SET TASK
Answer these questions using the filing below:
1. In which city and state are Worksport's principal executive offices located?
2. Under what trading symbol is the common stock registered, and on which exchange?
3. How many shares did the Company agree to sell to the Purchaser, and at what price per share?

Date of Report (Date of earliest event reported): November 21, 2024

WORKSPORT LTD.
(Exact name of registrant as specified in its charter)

Nevada 001-40681 35-2696895
(State or other jurisdiction (Commission (IRS Employer
of incorporation) File Number) Identification No.)

2500 N America Dr
West Seneca, New York, United States 14224
(Address of principal executive offices) (ZIP Code)

Registrant’s telephone number, including area code: (888) 554-8789

Not Applicable
(Former name or former address, if changed since last report)

Check the appropriate box below if the Form 8-K filing is intended to simultaneously satisfy the filing obligation of the registrant under any of the following provisions:

Written communications pursuant to Rule 425 under the Securities Act (17 CFR 230.425)

Soliciting material pursuant to Rule 14a-12 under the Exchange Act (17 CFR 240.14a-12)

Pre-commencement communications pursuant to Rule 14d-2(b) under the Exchange Act (17 CFR 240.14d-2(b))

Pre-commencement communications pursuant to Rule 13e-4(c) under the Exchange Act (17 CFR 240.13e-4(c))

Securities registered pursuant to Section 12(b) of the Act:

Title of each class   Trading Symbols   Name of each exchange on which registered
Common   WKSP   The Nasdaq Stock Market LLC

Indicate by check mark whether the registrant is an emerging growth company as defined in Rule 405 of the Securities Act of 1933 (§ 230.405 of this chapter) or Rule 12b-2 of the Securities Exchange Act of 1934 (§ 240.12b -2 of this chapter).

Emerging growth company

If an emerging growth company, indicate by check mark if the registrant has elected not to use the extended transition period for complying with any new or revised financial accounting standards provided pursuant to Section 13(a) of the Exchange Act. ☐


Item 1.01 Entry into a Material Definitive Agreement. 

On November 19, 2024, Worksport Ltd. (the "Company") entered into a Stock Purchase Agreement (the "Purchase Agreement") with Steven Rossi, the Company's Chief Executive Officer and President (the "Purchaser"), pursuant to which the Company agreed to issue and sell in a private placement offering (the "Private Placement") an aggregate of 33,333 shares (the "Shares") of common stock, par value $0.0001, at a purchase price per share of $0.75, for gross proceeds of approximately $25,000, of which proceeds will be used for working capital and other general corporate purposes.

DATA
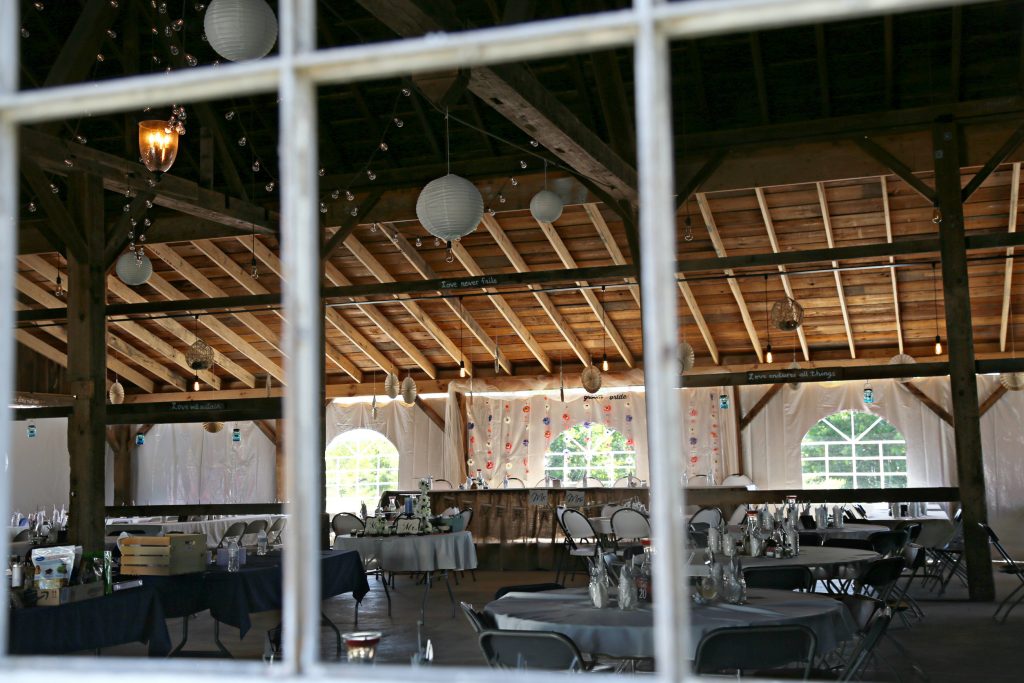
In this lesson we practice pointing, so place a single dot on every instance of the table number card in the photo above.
(573, 499)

RESULT BELOW
1. West Seneca, New York.
2. WKSP, on The Nasdaq Stock Market LLC.
3. 33,333 shares at $0.75 per share.